*What you have to do*: State how many lines in the data below contain the string "molding", with case counting. Reply with the number alone.

┌──

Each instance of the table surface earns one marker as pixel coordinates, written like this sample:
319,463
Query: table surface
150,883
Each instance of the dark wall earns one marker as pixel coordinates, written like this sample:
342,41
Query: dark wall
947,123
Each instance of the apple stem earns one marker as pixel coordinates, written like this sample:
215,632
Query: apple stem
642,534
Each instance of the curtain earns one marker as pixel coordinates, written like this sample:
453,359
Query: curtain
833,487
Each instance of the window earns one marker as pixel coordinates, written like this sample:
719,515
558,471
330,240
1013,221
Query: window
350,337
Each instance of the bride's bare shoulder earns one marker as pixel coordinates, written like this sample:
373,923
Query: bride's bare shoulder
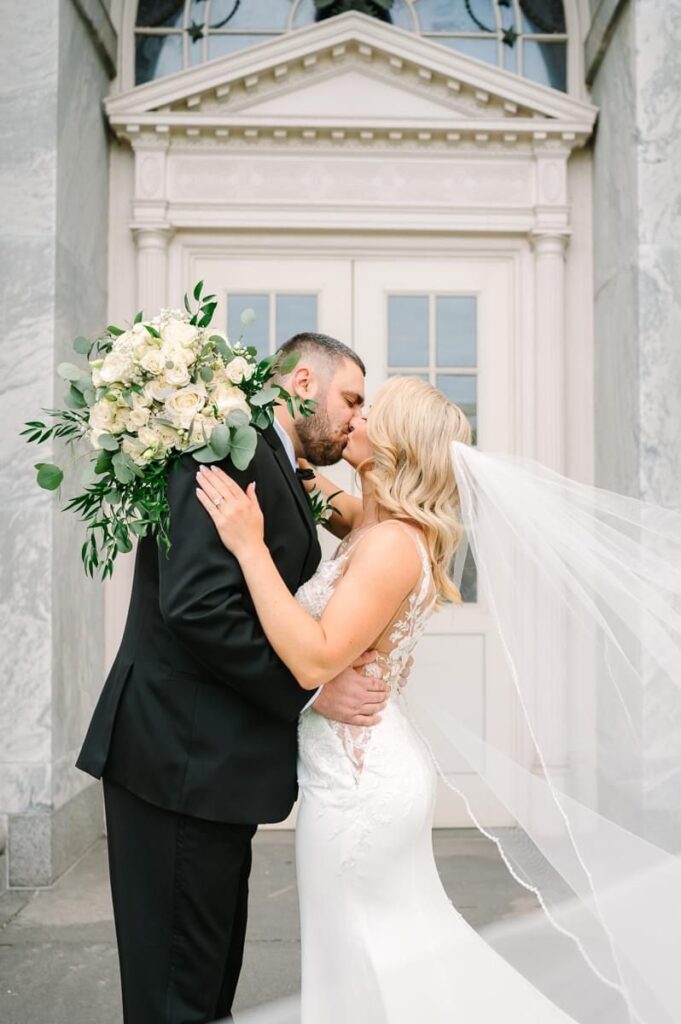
390,547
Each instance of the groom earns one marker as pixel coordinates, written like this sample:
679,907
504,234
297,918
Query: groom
195,732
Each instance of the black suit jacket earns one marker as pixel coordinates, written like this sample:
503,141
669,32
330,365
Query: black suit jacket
198,714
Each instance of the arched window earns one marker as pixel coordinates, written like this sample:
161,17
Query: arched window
526,37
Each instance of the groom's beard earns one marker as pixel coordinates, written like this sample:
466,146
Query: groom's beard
322,445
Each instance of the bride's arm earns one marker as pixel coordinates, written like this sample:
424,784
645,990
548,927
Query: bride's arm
381,573
348,509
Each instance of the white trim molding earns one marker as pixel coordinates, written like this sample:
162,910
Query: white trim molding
350,124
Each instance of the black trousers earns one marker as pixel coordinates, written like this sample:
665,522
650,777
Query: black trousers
179,887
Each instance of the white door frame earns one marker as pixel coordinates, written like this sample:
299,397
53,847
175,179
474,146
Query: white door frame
240,156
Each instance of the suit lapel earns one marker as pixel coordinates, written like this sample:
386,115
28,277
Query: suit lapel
298,493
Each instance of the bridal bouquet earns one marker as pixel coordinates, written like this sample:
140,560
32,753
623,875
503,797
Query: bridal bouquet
147,395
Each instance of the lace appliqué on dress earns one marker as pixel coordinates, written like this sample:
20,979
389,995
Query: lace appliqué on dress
316,735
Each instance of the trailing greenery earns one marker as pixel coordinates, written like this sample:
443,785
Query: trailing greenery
151,394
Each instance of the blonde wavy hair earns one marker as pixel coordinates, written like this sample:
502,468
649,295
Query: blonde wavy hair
411,428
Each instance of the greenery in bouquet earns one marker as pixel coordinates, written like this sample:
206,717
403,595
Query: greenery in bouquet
150,394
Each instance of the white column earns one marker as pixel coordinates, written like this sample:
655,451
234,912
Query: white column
551,700
550,376
152,267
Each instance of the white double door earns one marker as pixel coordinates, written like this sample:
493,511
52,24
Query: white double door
447,320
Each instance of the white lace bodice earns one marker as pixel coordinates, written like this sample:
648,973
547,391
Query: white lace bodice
323,741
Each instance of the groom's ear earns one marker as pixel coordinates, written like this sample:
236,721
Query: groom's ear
304,382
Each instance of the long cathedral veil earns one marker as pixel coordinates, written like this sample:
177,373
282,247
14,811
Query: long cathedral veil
584,588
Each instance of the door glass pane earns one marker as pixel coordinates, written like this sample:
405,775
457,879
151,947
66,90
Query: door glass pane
152,14
481,49
408,330
249,14
456,330
256,333
443,15
462,390
294,314
220,43
157,55
545,62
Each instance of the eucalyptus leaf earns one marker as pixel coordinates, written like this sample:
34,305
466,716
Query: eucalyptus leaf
220,440
74,399
244,443
49,476
205,455
262,419
238,418
265,396
222,348
103,463
122,470
122,537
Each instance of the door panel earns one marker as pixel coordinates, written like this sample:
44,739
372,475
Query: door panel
450,322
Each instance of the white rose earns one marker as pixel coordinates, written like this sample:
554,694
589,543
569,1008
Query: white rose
179,333
182,406
228,398
156,390
239,370
168,435
178,376
202,428
140,399
153,360
117,368
138,418
152,441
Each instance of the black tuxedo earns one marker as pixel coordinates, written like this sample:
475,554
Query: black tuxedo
195,735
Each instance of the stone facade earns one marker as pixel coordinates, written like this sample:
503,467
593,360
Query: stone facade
637,231
54,244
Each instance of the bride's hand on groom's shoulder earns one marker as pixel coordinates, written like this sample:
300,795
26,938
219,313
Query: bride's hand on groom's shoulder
352,697
236,513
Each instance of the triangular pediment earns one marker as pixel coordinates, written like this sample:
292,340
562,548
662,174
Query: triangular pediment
347,73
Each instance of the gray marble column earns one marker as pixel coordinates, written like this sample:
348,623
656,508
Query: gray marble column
636,71
53,172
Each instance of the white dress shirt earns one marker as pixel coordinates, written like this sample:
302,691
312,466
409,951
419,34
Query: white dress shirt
291,454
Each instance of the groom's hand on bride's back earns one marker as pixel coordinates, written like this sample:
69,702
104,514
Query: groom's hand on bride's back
353,697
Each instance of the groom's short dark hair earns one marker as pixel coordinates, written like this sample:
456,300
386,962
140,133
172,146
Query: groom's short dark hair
308,343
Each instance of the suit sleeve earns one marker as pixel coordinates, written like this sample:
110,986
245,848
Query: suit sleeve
204,600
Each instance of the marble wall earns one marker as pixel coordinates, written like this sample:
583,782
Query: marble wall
53,181
637,265
637,232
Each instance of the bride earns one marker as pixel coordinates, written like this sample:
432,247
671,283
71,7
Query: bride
381,942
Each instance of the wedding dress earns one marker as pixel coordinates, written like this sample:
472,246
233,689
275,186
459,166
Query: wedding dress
381,941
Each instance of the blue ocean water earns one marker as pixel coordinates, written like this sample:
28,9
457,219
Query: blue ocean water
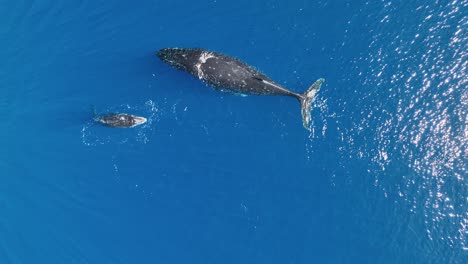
216,178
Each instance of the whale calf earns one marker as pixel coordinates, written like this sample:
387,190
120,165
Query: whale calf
121,120
230,74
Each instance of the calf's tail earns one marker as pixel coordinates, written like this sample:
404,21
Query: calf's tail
306,99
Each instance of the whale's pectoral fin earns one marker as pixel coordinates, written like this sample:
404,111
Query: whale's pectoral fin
307,98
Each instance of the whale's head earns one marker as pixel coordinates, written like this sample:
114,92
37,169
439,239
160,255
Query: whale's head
183,59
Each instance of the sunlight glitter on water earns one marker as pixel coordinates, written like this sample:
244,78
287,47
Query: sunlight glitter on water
423,117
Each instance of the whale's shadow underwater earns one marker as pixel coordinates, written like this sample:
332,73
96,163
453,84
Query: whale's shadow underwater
226,73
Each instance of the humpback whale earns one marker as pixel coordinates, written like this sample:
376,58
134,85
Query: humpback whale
227,73
121,120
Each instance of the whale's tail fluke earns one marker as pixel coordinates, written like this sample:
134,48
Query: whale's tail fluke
307,99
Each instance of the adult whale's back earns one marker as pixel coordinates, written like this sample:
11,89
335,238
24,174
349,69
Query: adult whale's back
227,73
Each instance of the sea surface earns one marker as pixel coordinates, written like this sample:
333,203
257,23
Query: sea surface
381,176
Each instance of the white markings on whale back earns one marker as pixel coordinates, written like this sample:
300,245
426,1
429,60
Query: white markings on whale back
203,58
277,86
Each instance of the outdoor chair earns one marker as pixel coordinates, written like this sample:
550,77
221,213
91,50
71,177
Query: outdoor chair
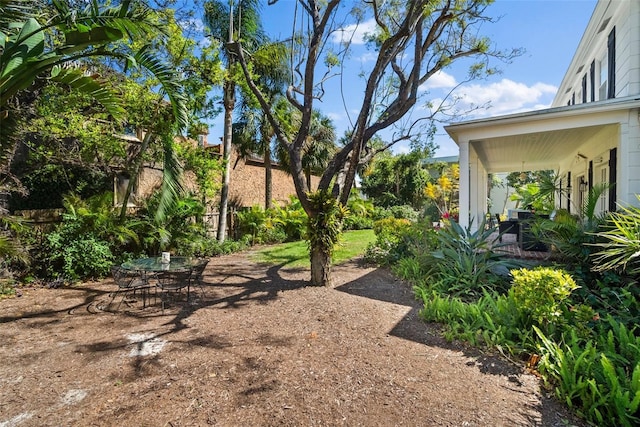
507,227
128,282
172,283
197,273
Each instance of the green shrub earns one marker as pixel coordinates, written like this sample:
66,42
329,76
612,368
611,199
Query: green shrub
598,378
390,242
398,212
465,263
541,292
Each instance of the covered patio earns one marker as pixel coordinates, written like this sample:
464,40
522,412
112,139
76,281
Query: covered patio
584,144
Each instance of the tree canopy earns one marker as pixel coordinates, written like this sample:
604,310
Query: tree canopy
412,42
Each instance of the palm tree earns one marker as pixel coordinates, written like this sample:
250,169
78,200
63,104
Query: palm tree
319,146
219,17
253,134
29,49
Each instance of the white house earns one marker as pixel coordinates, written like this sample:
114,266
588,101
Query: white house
591,133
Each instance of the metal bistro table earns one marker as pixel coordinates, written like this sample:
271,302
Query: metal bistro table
172,276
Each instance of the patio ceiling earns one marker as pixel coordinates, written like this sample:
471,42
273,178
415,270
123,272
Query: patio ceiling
538,150
542,139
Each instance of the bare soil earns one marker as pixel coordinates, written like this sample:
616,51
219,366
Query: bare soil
259,348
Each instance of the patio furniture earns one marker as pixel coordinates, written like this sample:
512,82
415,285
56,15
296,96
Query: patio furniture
508,227
128,282
171,283
197,273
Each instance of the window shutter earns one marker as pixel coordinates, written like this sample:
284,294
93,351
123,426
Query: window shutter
613,173
611,59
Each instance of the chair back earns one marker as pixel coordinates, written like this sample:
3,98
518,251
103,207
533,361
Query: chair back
125,279
174,280
198,270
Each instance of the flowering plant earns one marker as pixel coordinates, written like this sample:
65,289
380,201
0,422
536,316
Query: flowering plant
444,192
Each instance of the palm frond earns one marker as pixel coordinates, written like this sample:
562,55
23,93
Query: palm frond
12,11
171,188
171,86
77,79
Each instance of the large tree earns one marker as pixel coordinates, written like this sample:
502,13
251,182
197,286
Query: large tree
252,133
413,41
226,22
59,41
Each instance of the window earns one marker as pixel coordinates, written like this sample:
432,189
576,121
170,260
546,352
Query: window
592,77
604,73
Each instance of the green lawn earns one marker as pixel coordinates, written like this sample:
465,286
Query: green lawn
296,254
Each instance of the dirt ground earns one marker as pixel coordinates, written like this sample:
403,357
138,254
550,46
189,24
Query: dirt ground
259,348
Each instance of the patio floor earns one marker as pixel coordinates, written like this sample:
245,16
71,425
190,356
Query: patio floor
513,250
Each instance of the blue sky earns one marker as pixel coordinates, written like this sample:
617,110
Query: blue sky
549,31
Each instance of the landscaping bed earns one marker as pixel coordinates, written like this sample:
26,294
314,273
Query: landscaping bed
259,348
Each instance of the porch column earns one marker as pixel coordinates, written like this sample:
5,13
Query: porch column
464,190
477,189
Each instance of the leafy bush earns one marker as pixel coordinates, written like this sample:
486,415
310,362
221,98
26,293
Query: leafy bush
465,263
599,378
541,292
361,214
275,225
290,222
387,248
621,247
398,212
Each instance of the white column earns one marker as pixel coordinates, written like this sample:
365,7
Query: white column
464,190
476,188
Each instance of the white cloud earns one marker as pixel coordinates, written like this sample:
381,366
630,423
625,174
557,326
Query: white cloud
358,32
336,117
439,80
368,57
506,96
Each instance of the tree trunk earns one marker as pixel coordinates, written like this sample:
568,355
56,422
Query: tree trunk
133,178
320,267
268,193
229,103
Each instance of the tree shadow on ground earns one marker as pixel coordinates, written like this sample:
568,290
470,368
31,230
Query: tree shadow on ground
381,285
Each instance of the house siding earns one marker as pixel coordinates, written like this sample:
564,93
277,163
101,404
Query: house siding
624,17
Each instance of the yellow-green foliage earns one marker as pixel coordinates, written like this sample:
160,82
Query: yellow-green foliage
541,291
390,226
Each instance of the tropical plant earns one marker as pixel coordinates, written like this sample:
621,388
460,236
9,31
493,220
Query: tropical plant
412,42
620,248
598,378
220,19
323,229
537,191
541,292
467,261
444,192
27,50
573,235
391,180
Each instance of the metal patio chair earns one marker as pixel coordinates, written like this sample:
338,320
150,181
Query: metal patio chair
128,282
171,284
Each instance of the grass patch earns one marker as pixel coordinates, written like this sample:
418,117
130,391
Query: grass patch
296,254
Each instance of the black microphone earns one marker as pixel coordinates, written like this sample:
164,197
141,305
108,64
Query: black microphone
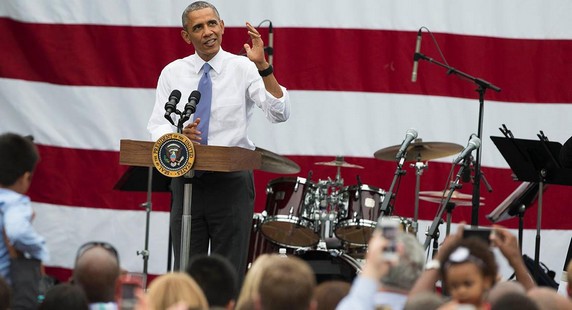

└──

*Answer in full*: 2